Quote all of the data below exactly, please.

Referring expression pointing data:
BEGIN

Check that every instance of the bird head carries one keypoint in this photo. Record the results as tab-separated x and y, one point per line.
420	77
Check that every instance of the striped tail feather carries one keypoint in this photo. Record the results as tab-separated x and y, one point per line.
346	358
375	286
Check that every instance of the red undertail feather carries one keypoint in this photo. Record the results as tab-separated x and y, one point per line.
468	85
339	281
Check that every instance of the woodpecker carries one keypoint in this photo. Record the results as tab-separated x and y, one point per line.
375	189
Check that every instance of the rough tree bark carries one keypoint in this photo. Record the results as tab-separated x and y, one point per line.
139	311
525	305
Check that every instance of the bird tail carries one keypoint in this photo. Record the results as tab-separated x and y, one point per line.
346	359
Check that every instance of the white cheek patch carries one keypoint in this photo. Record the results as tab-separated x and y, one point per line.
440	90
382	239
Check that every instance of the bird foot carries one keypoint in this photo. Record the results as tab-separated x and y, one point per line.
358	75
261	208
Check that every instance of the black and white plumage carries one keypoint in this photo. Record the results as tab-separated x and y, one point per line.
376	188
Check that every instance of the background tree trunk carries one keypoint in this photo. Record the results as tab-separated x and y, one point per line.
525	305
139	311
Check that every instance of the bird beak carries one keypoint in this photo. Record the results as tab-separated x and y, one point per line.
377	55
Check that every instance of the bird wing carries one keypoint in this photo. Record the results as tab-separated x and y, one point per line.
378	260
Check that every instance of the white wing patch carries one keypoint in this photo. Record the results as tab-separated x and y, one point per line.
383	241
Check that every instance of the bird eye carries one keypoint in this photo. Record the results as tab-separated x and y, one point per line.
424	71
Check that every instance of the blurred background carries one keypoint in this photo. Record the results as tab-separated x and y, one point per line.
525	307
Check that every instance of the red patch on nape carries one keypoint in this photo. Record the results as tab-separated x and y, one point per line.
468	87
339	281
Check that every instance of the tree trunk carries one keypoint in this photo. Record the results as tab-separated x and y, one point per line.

END

## Written solution
Check that every instance of the bird head carries one keypoint in this photo. Record the results as tab-separated x and y, one point per line.
420	77
Check that every instance of the striped tail feather carries one keypoint in this photo. Record the results as tab-separated x and y, one point per line.
346	358
375	286
Check that every instance of the red undertail feather carries one keypoint in this photo. Record the results as tab-separated x and y, one point per line.
468	85
339	281
Check that every instance of the woodpecker carries one keypoint in this photo. Record the results as tab-separated x and y, one point per line.
375	189
Check that every instance of the rough tree bark carries one keypoint in this photo. Record the results as tab-separated x and y, one point per line.
139	311
525	305
Check that every instance of the bird tail carries one keypoint in this photo. Record the results as tab-separated x and y, one point per line.
346	359
Check that every instance of the white cheek patch carries one keypoint in this photo. Record the results as tab-separated x and y, one point per line.
440	90
382	239
Check that every instance of the bird foot carries one keypoint in this photo. Record the results as tab-separated x and y, one point per line.
358	75
261	208
Check that every instance of the black and white plumage carries one keypoint in this photo. Record the results as tab-separated x and y, one point per line.
376	188
Check that every instance of the background tree trunk carries one keypoint in this photo. Record the results as tab-separated x and y, one point per line.
525	305
139	311
Check that every instance of the bird beak carries one keypoint in this photo. Record the results as tab-separated x and y, one point per line.
377	55
Check that every instance of the bird wing carries one keypoint in this photo. Record the results as tab-separated x and y, one point per line.
378	260
Check that every instance of the white wing patch carries one keypoint in this photo. Record the results as tab-separated x and y, one point per line.
383	241
Check that every instance of the bird eye carries one keypoint in this photo. Record the results as tab-separated x and y, one point per line.
424	71
Check that every instance of the blurred background carries one keypoint in this photo. Record the results as tab-separated x and y, one point per line.
525	307
Check that every instance of the red patch on nape carries one keypoint in this photo. Record the results as tab-separated x and y, one point per line.
468	87
339	281
Check that every instance of the tree trunk carries one keypoint in this photo. Record the results as tab-separated x and y, one point per line.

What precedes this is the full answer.